**PROBLEMS TO WORK ON**
A. From the Bhopal extract, list the successive things Union Carbide staff told police between 1am and 2.15 am.
B. According to the Bhopal extract, how much deadly gas was released into the atmosphere?
C. Please say whether each statement agrees with the Bhopal extract, quoting the words that decide it: (i) The factory had two alarm sirens. (ii) The siren for the local population sounded as soon as the leak began. (iii) During mile six the writer thought about the company's denials to police.
== EXTRACT ==
People don’t go out of their way to endanger lives, especially their own, but it feels like, in the Union Carbide factory in Bhopal, there was an almost fatalistic resignation. This wasn’t just like fiddling while Rome burned it was like dousing Rome in petrol and throwing lit matches around.

For the final two miles my legs were getting tired but the last two failings energised me because they are the ones that make me angriest about the tragedy. Both involve actively withholding information that could have saved lives. For mile six I considered the alarm sirens. There were two: One to alert workers in the factory and one to alert the local population. While the factory siren was allowed to sound the other one was disconnected to prevent the leak from causing panic. Given that 40 tonnes of deadly gas had just been released into the atmosphere refusing to sound the alarm for fear of fomenting panic is beyond negligent. An alarm was finally sounded an hour and a half later, when the gas release had been completed.

For the final mile there were the denials and misinformation that came from Union Carbide between 1am and 2.15 am, with staff telling police that there was no problem, then that they didn’t know what was happening before finally admitting that a leak had happened but claiming that it had been plugged.
===
== EXTRACTED RECORDS ==
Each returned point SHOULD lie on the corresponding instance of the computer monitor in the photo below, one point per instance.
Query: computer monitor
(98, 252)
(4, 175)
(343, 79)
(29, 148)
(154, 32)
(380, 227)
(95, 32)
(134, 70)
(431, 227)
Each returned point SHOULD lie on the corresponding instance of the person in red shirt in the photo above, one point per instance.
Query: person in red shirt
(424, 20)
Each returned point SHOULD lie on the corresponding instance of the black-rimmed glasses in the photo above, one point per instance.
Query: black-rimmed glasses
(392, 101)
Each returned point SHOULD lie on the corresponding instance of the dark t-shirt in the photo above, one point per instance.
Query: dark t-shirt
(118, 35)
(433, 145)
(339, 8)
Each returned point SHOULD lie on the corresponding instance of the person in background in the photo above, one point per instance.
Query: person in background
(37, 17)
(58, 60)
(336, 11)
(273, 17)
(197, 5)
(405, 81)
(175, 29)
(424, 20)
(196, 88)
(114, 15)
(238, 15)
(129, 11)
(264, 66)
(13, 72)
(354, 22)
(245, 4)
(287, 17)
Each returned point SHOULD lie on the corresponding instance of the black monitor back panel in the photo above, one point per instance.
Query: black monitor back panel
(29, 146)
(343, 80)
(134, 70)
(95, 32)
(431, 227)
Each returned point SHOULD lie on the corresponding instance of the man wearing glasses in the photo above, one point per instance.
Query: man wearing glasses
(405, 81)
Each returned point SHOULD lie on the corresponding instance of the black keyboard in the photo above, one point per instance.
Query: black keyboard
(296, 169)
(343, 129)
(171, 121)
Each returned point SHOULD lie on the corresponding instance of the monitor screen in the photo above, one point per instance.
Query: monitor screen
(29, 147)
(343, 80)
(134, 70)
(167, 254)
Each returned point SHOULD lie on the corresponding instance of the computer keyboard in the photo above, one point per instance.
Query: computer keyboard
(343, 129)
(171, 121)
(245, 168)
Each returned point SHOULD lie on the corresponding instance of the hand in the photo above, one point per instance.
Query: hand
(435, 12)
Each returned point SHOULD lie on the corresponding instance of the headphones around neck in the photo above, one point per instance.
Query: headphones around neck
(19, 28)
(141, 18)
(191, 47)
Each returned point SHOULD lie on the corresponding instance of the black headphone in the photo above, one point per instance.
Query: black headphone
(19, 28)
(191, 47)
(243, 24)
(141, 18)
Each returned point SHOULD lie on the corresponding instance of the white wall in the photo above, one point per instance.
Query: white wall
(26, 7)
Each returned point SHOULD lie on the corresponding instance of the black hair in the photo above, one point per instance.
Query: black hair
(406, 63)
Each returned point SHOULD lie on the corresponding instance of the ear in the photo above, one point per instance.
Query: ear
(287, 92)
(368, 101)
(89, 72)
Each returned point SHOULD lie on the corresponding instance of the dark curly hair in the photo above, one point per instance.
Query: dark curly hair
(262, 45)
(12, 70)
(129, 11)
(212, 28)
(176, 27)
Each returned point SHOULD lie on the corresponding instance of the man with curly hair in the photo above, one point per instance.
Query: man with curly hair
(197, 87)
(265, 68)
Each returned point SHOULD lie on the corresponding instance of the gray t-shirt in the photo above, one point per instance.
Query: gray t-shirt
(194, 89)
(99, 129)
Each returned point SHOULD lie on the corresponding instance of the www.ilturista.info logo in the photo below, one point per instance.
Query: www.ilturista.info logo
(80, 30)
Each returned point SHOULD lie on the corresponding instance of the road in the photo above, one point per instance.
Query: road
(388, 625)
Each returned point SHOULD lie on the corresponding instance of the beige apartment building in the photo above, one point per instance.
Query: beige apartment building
===
**RESPONSES TO THE TASKS**
A.
- There was no problem.
- They didn't know what was happening.
- A leak had happened, but it had been plugged.

B. 40 tonnes

C.
(i) Yes: "There were two: One to alert workers in the factory and one to alert the local population."
(ii) No: "the other one was disconnected to prevent the leak from causing panic"
(iii) No: "For mile six I considered the alarm sirens."